§ REQUIRED WORK:
Arrange every line of the records below as a Markdown table with two columns, No. and Text. Give each line its own numbered row and leave out blank lines.

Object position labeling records
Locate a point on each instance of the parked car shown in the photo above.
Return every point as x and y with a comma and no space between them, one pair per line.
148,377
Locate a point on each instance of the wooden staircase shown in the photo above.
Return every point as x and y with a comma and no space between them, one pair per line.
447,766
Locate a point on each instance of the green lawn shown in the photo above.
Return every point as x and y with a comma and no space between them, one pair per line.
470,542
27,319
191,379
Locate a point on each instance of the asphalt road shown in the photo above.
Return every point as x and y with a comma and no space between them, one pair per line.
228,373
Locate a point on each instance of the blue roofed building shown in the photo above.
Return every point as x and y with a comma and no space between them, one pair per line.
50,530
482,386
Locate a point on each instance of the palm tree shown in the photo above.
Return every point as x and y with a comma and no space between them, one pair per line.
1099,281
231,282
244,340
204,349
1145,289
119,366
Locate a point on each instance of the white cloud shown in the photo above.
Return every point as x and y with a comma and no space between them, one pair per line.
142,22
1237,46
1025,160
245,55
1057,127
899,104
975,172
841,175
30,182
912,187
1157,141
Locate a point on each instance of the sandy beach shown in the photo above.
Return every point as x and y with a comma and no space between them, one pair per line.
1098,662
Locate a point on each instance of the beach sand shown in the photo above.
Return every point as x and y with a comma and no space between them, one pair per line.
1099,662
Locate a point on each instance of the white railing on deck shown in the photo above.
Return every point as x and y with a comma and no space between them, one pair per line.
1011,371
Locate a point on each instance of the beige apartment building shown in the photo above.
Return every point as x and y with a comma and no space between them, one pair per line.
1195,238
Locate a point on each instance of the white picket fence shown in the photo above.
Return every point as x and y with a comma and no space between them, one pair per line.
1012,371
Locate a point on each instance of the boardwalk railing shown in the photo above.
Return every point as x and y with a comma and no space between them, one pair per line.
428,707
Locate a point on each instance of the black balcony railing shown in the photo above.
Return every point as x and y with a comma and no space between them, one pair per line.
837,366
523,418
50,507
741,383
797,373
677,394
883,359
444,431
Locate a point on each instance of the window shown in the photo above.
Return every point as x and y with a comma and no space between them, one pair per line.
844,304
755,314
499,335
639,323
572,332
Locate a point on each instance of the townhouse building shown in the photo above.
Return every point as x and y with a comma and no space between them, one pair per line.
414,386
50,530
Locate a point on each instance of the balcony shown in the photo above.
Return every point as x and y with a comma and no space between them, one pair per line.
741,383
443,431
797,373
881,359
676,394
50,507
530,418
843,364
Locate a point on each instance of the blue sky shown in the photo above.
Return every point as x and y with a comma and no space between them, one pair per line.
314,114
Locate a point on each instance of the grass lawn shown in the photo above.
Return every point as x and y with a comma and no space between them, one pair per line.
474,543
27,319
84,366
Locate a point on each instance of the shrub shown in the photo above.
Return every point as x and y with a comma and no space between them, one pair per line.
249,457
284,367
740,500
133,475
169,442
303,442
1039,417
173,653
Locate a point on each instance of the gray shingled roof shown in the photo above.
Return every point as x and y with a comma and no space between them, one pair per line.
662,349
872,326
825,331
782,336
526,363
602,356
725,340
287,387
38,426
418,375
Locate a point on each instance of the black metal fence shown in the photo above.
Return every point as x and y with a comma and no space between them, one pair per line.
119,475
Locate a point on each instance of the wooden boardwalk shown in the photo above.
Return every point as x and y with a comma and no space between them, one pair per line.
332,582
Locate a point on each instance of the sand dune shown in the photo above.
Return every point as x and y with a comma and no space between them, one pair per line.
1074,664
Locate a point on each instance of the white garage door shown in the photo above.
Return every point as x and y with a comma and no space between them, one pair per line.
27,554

§ FULL ANSWER:
| No. | Text |
|---|---|
| 1 | Locate a point on each instance of the parked car shown in the photo above. |
| 2 | Return every point as x and y with a comma and no space between them, one pair per line. |
| 3 | 148,377 |
| 4 | Locate a point on each instance of the wooden staircase shown in the photo above. |
| 5 | Return every point as x and y with a comma and no space between them, one pair per line. |
| 6 | 447,766 |
| 7 | Locate a point on each instance of the green lawn shown in the photo above. |
| 8 | Return every point as x and y with a comma and no space between them, one pair per line. |
| 9 | 470,542 |
| 10 | 27,319 |
| 11 | 191,379 |
| 12 | Locate a point on each instance of the asphalt road shown in the photo above. |
| 13 | Return every point as x and y with a comma and no space between them, one pair per line. |
| 14 | 228,373 |
| 15 | Locate a point on each instance of the blue roofed building shown in the photo above. |
| 16 | Return every point as x and y with a comma and no space between them, one pair per line. |
| 17 | 50,530 |
| 18 | 482,386 |
| 19 | Locate a point on each instance of the palm tree shown in the photo above. |
| 20 | Return every point as x and y with a comma and no space between them, one pair per line. |
| 21 | 1099,281 |
| 22 | 231,282 |
| 23 | 244,340 |
| 24 | 204,349 |
| 25 | 1145,289 |
| 26 | 119,366 |
| 27 | Locate a point on each instance of the white cloud shown in the photo above. |
| 28 | Return every point as x and y with a comma and no space between them, one pair per line. |
| 29 | 142,22 |
| 30 | 1237,46 |
| 31 | 1025,160 |
| 32 | 245,55 |
| 33 | 1057,127 |
| 34 | 899,104 |
| 35 | 975,172 |
| 36 | 841,175 |
| 37 | 30,182 |
| 38 | 912,187 |
| 39 | 1157,141 |
| 40 | Locate a point on each instance of the sandy beach shown in the photo above. |
| 41 | Return every point as x and y with a comma and no space between them, one pair per line. |
| 42 | 1098,662 |
| 43 | Locate a point on each instance of the beach sand shown in the photo above. |
| 44 | Return every point as x and y with a comma and no space between them, one pair per line. |
| 45 | 1099,662 |
| 46 | Locate a point on each instance of the white railing on deck shown in the photo above. |
| 47 | Return every point as x and y with a comma and no space between them, one pair per line. |
| 48 | 1011,371 |
| 49 | Locate a point on each instance of the beige apartment building shown in the photo above. |
| 50 | Return every point as x and y with a comma and no space between them, one pair per line. |
| 51 | 1195,238 |
| 52 | Locate a point on each instance of the white picket fence shown in the photo above. |
| 53 | Return every point as x and y with a comma and no space between them, one pair per line. |
| 54 | 1012,371 |
| 55 | Locate a point on each instance of the boardwalk railing shown in the photo above. |
| 56 | Return every point as x and y with a comma and no space between them, one pair per line. |
| 57 | 428,707 |
| 58 | Locate a point on each instance of the black balcony railing shown in the photo above. |
| 59 | Return every point as x and y with a comma and no space between them, one pair per line. |
| 60 | 837,366 |
| 61 | 523,418 |
| 62 | 50,507 |
| 63 | 741,383 |
| 64 | 797,373 |
| 65 | 677,394 |
| 66 | 883,359 |
| 67 | 444,431 |
| 68 | Locate a point on each instance of the window shown in the photo above. |
| 69 | Return every point as x and y with a comma and no space between them, one pair per line. |
| 70 | 844,304 |
| 71 | 755,314 |
| 72 | 499,335 |
| 73 | 639,323 |
| 74 | 572,332 |
| 75 | Locate a point on each instance of the townhouse building shown in the photo above. |
| 76 | Return every point as x and y with a comma and no space between them, one pair per line. |
| 77 | 414,386 |
| 78 | 50,530 |
| 79 | Locate a point on each instance of the balcony shown in the photo above. |
| 80 | Return every point as x and y with a comma and no space between them, one pair per line. |
| 81 | 741,383 |
| 82 | 443,431 |
| 83 | 797,373 |
| 84 | 881,359 |
| 85 | 676,394 |
| 86 | 50,507 |
| 87 | 530,418 |
| 88 | 843,364 |
| 89 | Locate a point on each instance of the blue sky shown in the photo above. |
| 90 | Return every point as x and y with a comma and no space between them, one pair per line. |
| 91 | 314,114 |
| 92 | Locate a point on each instance of the grass lawn shown in the photo above. |
| 93 | Return every point as x and y with a comma and no space between them, one pair per line. |
| 94 | 474,543 |
| 95 | 27,319 |
| 96 | 84,366 |
| 97 | Locate a point on each instance of the shrub shown in the photo above. |
| 98 | Return every point as x and y with a comma and no space between them, one pair per line. |
| 99 | 249,457 |
| 100 | 284,367 |
| 101 | 740,500 |
| 102 | 133,475 |
| 103 | 169,442 |
| 104 | 303,442 |
| 105 | 1039,417 |
| 106 | 173,653 |
| 107 | Locate a point on each instance of the gray shingled roof shown in the photo above. |
| 108 | Return every point as x and y with a comma and no space between them, one pair per line. |
| 109 | 662,349 |
| 110 | 872,326 |
| 111 | 825,331 |
| 112 | 782,336 |
| 113 | 526,363 |
| 114 | 602,356 |
| 115 | 725,340 |
| 116 | 287,387 |
| 117 | 38,426 |
| 118 | 418,375 |
| 119 | Locate a point on each instance of the black metal fence shown in the photo above. |
| 120 | Return every point as x and y with a comma and no space between them, one pair per line. |
| 121 | 119,475 |
| 122 | Locate a point on each instance of the wooden boardwalk shown in the photo above. |
| 123 | Return every point as x and y with a comma and no space between them, one pair per line. |
| 124 | 332,582 |
| 125 | Locate a point on each instance of the sand dune shown in the photo above. |
| 126 | Return every point as x and y with a comma and no space between them, one pair per line. |
| 127 | 1074,664 |
| 128 | Locate a point on each instance of the white garage door shown in the photo above. |
| 129 | Return every point as x and y with a comma and no space between them, one pair per line. |
| 130 | 27,554 |